■ TASK TO COMPLETE
Continue the essay below on sexual compatibility in relationships, picking up right after its last sentence.

■ EXTRACT TO READ
Please, please don't let there be a black mamba near me, I thought. I was sitting outside in the middle of the Zambian bush on a camp chair at 3 am with the stars shining ferociously and the sounds of the night owls chiming in. I was absolutely furious and needed to be anywhere but inside the house. I had spent the last two hours screaming at my then-fiance, informing him that the reason why I was so 'moody' all the time, as he put it was due to his lack of sexual interest in me. I was raging; something snapped inside… all the hurt of being untouched that I had stifled for months tore out of me, and it felt so good.
If you find yourself with a smirk on your face or nodding as you read this, relating all too well, then I'm so sorry you know my hurt and anger. Sexual compatibility is a step we all tend to jump over as we get into relationships; we think that there could never be an issue with desire, attraction and function later on because, hell, it's going so well right now. Wrongso! No one guides us on how to properly prepare for a relationship, and society certainly doesn't normalize opening up a dialogue between couples about expectations, needs and wants before committing.

■ EXTRACTED MATERIAL
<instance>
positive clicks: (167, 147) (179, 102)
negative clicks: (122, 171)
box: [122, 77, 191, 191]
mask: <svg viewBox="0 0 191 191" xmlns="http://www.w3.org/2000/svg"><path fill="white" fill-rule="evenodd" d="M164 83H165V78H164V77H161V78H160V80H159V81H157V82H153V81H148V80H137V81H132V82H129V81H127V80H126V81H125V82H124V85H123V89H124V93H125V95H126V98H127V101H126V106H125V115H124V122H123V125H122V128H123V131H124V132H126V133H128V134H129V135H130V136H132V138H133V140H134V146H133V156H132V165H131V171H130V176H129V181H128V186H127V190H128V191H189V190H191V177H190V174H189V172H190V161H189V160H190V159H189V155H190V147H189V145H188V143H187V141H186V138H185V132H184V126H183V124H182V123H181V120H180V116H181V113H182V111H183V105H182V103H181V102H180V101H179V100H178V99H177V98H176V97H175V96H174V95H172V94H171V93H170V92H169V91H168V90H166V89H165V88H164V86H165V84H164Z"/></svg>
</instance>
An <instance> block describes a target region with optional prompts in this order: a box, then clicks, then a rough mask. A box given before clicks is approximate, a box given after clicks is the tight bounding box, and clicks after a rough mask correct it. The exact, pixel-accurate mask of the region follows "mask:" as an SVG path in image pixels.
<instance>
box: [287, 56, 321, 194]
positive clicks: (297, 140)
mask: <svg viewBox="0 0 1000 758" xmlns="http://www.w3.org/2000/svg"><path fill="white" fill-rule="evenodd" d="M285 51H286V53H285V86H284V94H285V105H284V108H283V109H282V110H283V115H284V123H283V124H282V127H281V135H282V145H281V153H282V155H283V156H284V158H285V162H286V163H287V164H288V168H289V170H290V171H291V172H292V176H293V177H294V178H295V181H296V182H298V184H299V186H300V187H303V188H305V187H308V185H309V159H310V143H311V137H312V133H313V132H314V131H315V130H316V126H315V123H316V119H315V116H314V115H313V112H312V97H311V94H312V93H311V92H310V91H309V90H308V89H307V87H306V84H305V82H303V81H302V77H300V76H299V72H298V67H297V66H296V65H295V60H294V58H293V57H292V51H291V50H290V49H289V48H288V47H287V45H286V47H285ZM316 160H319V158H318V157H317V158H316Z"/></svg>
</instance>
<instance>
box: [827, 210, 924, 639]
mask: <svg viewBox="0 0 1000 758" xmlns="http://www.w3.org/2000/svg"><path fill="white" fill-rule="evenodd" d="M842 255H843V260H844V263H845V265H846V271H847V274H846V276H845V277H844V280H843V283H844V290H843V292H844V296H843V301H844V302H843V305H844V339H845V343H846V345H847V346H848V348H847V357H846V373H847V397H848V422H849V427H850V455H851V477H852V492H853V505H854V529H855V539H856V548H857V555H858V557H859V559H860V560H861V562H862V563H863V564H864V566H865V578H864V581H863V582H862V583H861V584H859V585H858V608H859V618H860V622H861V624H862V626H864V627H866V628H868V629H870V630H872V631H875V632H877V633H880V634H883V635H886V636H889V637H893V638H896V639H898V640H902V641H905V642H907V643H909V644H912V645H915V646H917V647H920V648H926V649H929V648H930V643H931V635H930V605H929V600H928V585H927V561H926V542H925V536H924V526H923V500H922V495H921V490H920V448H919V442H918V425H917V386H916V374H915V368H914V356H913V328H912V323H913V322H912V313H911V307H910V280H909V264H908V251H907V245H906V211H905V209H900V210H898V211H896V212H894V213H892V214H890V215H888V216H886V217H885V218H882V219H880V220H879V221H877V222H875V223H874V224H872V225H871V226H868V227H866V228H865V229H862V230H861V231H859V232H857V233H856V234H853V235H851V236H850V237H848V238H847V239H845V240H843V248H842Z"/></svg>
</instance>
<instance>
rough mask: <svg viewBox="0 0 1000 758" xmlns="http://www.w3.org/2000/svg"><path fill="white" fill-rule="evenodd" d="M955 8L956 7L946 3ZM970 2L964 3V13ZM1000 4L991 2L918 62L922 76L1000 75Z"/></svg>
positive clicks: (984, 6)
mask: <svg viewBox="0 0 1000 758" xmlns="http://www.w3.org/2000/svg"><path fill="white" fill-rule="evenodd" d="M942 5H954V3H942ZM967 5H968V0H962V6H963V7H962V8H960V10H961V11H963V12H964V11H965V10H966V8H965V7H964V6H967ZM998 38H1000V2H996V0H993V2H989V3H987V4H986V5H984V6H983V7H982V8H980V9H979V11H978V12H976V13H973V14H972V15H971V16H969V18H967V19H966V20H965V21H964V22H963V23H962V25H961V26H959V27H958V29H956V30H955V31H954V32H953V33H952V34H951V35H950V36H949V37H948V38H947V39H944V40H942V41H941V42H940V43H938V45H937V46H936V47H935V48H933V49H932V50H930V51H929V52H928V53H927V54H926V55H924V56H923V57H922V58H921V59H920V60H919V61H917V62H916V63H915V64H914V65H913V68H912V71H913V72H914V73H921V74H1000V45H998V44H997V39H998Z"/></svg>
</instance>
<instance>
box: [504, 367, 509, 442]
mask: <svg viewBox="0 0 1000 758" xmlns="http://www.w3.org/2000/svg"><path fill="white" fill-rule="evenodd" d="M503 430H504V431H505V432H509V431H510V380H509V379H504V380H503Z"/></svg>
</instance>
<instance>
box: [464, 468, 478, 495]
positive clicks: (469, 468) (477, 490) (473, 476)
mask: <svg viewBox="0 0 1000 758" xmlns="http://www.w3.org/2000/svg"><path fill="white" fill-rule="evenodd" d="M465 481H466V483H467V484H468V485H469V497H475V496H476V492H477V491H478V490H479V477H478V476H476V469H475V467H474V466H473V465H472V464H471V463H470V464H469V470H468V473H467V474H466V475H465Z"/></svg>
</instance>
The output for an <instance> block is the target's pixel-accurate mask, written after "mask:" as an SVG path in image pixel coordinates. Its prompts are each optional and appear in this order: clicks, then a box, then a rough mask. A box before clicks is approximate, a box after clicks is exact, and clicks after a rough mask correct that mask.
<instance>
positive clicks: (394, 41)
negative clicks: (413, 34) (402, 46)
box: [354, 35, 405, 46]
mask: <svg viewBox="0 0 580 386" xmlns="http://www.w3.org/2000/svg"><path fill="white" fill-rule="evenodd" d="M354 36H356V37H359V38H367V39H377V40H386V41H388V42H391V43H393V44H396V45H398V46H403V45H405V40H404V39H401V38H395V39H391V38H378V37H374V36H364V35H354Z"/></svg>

■ FINAL ANSWER
We blindly walk into partnerships expecting that the other person has the same sex drive, the same hangups and the same desires. But when the reality sinks in, and we're faced with the cold hard facts that we actually didn't spend enough time making sure we were compatible, then a really messy war comes to erupt and truthfully, if it comes to that... we can be left with some major scars and hangups. All because we needed to push our story onto someone else instead of sitting respectfully with two separate tales.
This doesn’t mean that your relationship is doomed; it means that a different approach and probably bringing in a mediator like a therapist or coach could help.
As for our relationship? He’s my ex due to many other issues in the relationship, but the most important takeaway from this story is that I never did see that mamba.